Written instruction:
Print every one of the lines below verbatim, leaving each character unchanged.

Data records
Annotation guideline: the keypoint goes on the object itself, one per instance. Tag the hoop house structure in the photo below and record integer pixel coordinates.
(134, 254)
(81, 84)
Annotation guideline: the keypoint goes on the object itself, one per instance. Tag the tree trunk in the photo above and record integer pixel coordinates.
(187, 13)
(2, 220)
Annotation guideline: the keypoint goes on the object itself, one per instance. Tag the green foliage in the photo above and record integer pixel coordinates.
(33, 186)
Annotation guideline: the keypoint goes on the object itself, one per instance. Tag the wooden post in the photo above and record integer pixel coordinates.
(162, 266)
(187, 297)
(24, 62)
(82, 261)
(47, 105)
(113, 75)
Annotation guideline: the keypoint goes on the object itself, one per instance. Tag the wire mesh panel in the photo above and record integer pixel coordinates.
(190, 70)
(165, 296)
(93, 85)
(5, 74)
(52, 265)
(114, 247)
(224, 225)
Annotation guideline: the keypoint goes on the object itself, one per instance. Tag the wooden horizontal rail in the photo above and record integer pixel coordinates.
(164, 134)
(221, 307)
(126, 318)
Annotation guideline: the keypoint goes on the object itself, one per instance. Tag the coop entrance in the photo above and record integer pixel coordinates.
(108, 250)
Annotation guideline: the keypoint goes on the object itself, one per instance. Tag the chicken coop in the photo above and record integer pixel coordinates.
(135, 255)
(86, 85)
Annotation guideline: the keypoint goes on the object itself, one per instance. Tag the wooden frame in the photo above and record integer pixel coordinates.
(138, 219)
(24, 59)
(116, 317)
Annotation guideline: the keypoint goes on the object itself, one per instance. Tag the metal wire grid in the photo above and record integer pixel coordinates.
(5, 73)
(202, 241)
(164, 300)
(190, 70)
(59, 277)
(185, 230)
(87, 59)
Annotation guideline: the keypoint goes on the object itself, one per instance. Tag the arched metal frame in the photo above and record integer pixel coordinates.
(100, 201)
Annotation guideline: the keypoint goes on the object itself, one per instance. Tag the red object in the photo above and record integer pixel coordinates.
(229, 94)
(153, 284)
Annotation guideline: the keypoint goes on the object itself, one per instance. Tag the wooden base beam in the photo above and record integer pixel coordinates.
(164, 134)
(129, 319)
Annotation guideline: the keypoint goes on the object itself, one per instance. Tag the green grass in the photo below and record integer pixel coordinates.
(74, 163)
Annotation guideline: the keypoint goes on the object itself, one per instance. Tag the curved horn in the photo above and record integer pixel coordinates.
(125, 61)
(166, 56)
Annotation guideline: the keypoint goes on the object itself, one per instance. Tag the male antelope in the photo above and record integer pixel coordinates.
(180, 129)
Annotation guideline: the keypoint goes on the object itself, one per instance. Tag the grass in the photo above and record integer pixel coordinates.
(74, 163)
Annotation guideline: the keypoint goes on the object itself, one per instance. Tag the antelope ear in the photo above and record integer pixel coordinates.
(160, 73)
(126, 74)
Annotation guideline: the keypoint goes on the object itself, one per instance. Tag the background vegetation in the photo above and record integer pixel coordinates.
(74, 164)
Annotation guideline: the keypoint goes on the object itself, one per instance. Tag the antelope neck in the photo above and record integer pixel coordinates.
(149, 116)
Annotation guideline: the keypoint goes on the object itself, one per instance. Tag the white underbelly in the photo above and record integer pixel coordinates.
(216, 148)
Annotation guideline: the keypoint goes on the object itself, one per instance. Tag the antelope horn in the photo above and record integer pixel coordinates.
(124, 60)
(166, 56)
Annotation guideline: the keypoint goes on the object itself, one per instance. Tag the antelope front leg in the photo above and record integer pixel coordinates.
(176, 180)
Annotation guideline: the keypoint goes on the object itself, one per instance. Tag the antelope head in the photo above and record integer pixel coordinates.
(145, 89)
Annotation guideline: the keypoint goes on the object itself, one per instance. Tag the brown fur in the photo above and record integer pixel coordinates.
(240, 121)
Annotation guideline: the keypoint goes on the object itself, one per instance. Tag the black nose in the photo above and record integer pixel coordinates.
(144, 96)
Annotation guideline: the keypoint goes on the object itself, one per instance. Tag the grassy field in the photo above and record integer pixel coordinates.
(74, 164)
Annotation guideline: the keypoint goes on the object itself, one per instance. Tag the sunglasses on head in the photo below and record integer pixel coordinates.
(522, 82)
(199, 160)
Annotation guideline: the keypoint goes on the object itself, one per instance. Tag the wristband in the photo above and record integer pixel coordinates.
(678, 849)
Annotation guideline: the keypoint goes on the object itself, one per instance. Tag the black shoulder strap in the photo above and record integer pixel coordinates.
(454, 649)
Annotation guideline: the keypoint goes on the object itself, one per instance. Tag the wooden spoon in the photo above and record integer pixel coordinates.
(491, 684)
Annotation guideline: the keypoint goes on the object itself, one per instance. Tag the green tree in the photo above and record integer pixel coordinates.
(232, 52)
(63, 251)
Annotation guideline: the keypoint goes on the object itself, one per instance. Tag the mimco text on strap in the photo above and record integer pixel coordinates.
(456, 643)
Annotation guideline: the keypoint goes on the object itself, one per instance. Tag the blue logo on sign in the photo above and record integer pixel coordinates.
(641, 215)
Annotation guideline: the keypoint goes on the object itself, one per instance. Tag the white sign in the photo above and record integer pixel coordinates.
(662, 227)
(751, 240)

Answer to the exercise:
Annotation guideline: the keypoint goes on the object itself, one per instance. Tag the hoop house structure in the photo below and record integer pixel coordinates.
(134, 254)
(81, 84)
Annotation guideline: the keypoint goes on the object itself, one per instance. Tag the tree trunk in the photo above and record integer pixel coordinates.
(187, 13)
(2, 220)
Annotation guideline: the keypoint goes on the object itself, one per instance. Tag the green foliage in the photo above and record integer pixel coordinates.
(33, 186)
Annotation guideline: the keypoint goes on the object itself, one per instance. Tag the wooden post in the photo above and record integer pixel coordinates.
(162, 266)
(187, 297)
(24, 62)
(82, 261)
(47, 105)
(113, 75)
Annotation guideline: the keypoint goes on the object itself, one per instance. Tag the wire mesh panel in the photo above and record integer pixel coordinates.
(190, 70)
(165, 296)
(93, 85)
(5, 74)
(52, 265)
(114, 247)
(224, 225)
Annotation guideline: the keypoint goes on the object itself, one per instance. Tag the wooden horizontal rail in the photo above and record integer pixel coordinates.
(164, 134)
(221, 307)
(126, 318)
Annotation guideline: the keypoint goes on the object itself, one per instance. Tag the coop entrance in the photo above and record integer pixel coordinates.
(108, 250)
Annotation guideline: the keypoint goes on the object itself, one per instance. Tag the chicken coop in the photo above and record integer pixel coordinates.
(135, 255)
(86, 85)
Annotation guideline: the keypoint goes on the object itself, one per instance. Tag the wooden frame in the photo above and record integer pixel coordinates.
(138, 219)
(24, 59)
(116, 317)
Annotation guideline: the keypoint goes on the object itself, one per instance. Tag the metal wire grid in the photo above and record integer pixel coordinates.
(5, 73)
(202, 241)
(164, 300)
(190, 70)
(59, 277)
(185, 230)
(87, 59)
Annotation guideline: the keypoint goes on the object itself, one per instance. Tag the arched metal frame in the photo above and record integer pixel coordinates.
(100, 201)
Annotation guideline: the keypoint goes on the object itself, one per instance. Tag the red object in the photo above and record integer pixel coordinates.
(229, 94)
(153, 284)
Annotation guideline: the keypoint goes on the object itself, one per instance. Tag the wooden base beam in the photo above and record integer pixel coordinates.
(164, 134)
(129, 319)
Annotation guideline: the keypoint goes on the object itself, one per instance. Tag the green grass in the photo below and record integer pixel coordinates.
(74, 163)
Annotation guideline: the keypoint goes on the object itself, one per instance. Tag the curved horn in the photo above and record integer pixel coordinates.
(125, 61)
(166, 56)
Annotation guideline: the keypoint goes on the object itself, one per instance. Tag the male antelope in the photo above and record integer pixel coordinates.
(180, 129)
Annotation guideline: the keypoint goes on the object itself, one per instance. Tag the grass in the photo above and record integer pixel coordinates.
(74, 163)
Annotation guideline: the keypoint goes on the object itself, one per instance. Tag the antelope ear in the photo above and record integer pixel coordinates.
(160, 73)
(126, 74)
Annotation guideline: the keypoint goes on the object itself, one per instance. Tag the background vegetation in the photo above and record integer pixel coordinates.
(74, 164)
Annotation guideline: the keypoint goes on the object itself, one per instance. Tag the antelope neck in the photo above and record integer pixel coordinates.
(149, 116)
Annotation guideline: the keypoint goes on the object itself, one per instance. Tag the white underbelly in the photo above and record integer pixel coordinates.
(216, 148)
Annotation guideline: the keypoint goes on the object itself, one per instance. Tag the antelope horn in the photo above and record integer pixel coordinates.
(124, 60)
(166, 56)
Annotation guideline: the keypoint goes on the object itself, one per instance. Tag the antelope front leg in the photo above and record integer pixel coordinates.
(176, 180)
Annotation guideline: the keypoint goes on the object itself, one per instance. Tag the antelope head in the photo above and record integer pixel coordinates.
(145, 89)
Annotation guideline: the keypoint goes on the object itself, one per instance. Tag the brown fur in the photo above and record integer pixel coordinates.
(240, 121)
Annotation guideline: the keypoint goes on the object itself, one per instance. Tag the black nose in the photo above and record integer pixel coordinates.
(144, 96)
Annotation guideline: the keypoint goes on the object itself, one per instance. Tag the grassy field in the photo above and record integer pixel coordinates.
(74, 164)
Annotation guideline: the keypoint goes on the object itself, one per instance. Tag the sunglasses on head in the photo below and record integer pixel coordinates.
(522, 82)
(199, 160)
Annotation guideline: the keypoint goes on the object itself, one per instance. Tag the wristband in the photo above and record integer pixel coordinates.
(678, 849)
Annotation guideline: the keypoint goes on the object itself, one per instance. Tag the black shoulder strap in the photo above and record integer pixel coordinates.
(454, 649)
Annotation guideline: the keypoint goes on the object itself, one per instance. Tag the wooden spoon in the photo above and record integer pixel coordinates.
(491, 684)
Annotation guideline: the keypoint goes on the object itself, one per instance. Tag the green tree in the photo above and record integer pixel coordinates.
(232, 52)
(63, 251)
Annotation guideline: the keypoint goes on the object itself, one per instance. Tag the mimco text on strap in the photo above and record integer pixel coordinates.
(456, 643)
Annotation guideline: the keypoint goes on the object itself, one per instance. Tag the blue logo on sign in the photo above and record integer pixel coordinates.
(641, 215)
Annotation guideline: the keypoint goes on the object itself, one per instance. Tag the white sign in the photo above and record integer pixel coordinates.
(662, 227)
(751, 240)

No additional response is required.